DATA PROVIDED -
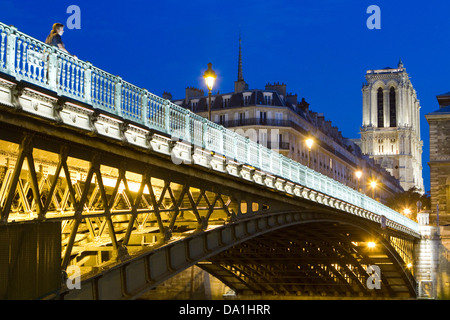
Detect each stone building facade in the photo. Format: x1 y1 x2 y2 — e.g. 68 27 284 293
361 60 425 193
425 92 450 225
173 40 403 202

--

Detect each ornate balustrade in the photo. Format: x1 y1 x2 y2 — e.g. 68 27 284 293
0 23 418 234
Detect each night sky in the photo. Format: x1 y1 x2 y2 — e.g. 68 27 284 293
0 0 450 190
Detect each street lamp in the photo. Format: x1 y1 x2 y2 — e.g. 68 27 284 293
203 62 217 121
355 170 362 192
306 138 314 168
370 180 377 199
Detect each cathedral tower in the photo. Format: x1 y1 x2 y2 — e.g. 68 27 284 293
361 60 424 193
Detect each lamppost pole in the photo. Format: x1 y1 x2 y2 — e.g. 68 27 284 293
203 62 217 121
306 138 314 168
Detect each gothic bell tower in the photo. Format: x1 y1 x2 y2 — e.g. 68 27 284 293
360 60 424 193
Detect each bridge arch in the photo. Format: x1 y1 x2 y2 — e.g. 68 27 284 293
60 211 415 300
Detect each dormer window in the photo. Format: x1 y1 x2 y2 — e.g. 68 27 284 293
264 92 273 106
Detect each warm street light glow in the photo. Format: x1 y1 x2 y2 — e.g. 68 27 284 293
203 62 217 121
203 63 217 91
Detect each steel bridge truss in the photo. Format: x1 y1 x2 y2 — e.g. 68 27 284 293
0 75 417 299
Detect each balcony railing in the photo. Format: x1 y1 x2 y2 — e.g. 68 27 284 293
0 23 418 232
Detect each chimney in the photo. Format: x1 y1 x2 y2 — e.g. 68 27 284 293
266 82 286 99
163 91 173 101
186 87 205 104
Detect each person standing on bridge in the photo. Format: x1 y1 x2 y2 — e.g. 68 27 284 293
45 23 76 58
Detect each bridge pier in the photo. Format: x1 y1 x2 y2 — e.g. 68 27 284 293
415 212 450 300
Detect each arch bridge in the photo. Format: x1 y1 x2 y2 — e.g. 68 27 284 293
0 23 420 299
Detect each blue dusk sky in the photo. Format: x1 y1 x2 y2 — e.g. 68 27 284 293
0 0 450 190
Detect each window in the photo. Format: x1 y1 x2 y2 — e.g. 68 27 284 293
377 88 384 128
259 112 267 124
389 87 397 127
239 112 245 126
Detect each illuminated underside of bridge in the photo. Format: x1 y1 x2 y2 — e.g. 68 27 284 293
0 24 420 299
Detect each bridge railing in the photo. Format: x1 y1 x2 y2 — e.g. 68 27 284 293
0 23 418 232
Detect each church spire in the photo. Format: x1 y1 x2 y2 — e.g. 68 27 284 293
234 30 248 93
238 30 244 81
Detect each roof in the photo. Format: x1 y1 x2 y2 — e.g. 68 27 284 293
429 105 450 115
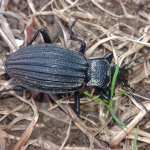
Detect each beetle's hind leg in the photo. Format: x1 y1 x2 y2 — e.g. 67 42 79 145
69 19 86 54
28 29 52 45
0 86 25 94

==

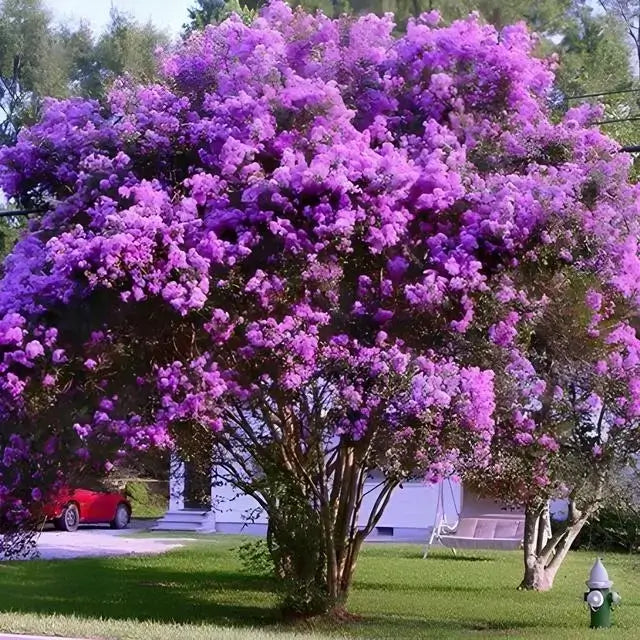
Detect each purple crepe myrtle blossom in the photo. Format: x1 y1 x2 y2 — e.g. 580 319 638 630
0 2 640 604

WORK TO DO - Print everything from the line containing "Detect each stone" down to the line containing "173 40 403 202", including both of those lines, exactly as they appear in the rows, and nothing else.

EXERCISE ANSWER -
Detect each stone building facade in the photo. Format: x1 y1 x2 y2 — e.g. 68 27 284 293
361 60 425 193
425 92 450 225
173 40 403 202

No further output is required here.